▸ What the task requires: Verbatim output of the lines below is required, with the images omitted.

Collection entries
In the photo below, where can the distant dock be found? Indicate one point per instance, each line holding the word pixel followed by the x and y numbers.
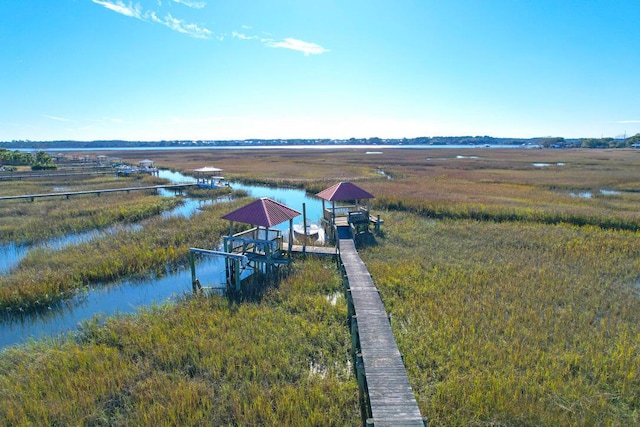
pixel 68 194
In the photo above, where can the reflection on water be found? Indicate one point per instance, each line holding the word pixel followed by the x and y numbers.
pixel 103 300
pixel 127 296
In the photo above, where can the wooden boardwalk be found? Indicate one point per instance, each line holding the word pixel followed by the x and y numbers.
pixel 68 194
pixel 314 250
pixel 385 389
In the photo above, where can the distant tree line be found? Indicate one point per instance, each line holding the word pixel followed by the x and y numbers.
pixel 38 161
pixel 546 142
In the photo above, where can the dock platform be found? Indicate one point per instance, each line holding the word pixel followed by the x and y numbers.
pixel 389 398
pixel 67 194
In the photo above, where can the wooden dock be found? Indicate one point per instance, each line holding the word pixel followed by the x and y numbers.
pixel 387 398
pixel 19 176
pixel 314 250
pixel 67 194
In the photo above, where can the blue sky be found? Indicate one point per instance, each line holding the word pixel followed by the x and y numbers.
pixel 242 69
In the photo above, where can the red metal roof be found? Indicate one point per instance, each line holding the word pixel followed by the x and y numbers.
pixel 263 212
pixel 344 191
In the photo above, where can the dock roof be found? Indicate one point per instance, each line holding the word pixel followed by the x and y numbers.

▸ Answer box:
In the photo below, where can the distant dock be found? Indicate one point per instance, each line holding the word pixel followed by the x and y numbers.
pixel 68 194
In the photo above, where can the reflection on water be found? Indicate one point per instance, each line holding the word pixel followed by the x and y numbers.
pixel 103 300
pixel 127 296
In the photo above, where can the wooden boardwalk be found? Indicate one point per instance, each line holding the word pixel followed by the x and y numbers.
pixel 68 194
pixel 314 250
pixel 385 389
In the photo above, where can the distant tree line be found? Indicate one point per instance, each line holding the word pixel followed by the x and y numbers.
pixel 38 161
pixel 546 142
In the photo above, where can the dock platform be found? Indicate one point per instance, each line holding the word pixel followed by the x and y numbers.
pixel 389 398
pixel 67 194
In the photo above, where can the wooden dock be found? Indicate one point per instance, each line holding the word pixel followed by the x and y numbers.
pixel 387 398
pixel 19 176
pixel 314 250
pixel 67 194
In the photo above, where can the blue sky be found? Indicate one point per instance, each line holding the word pixel followed by the x and y numbers.
pixel 242 69
In the photo above, where can the red metal roof be found? Indicate one point per instance, each line holding the word pixel followed by the x and y numbers.
pixel 263 212
pixel 344 191
In the photo above, where can the dock roof be found? Indicate one point per instance, each line holding the word pixel followed by the x and y numbers.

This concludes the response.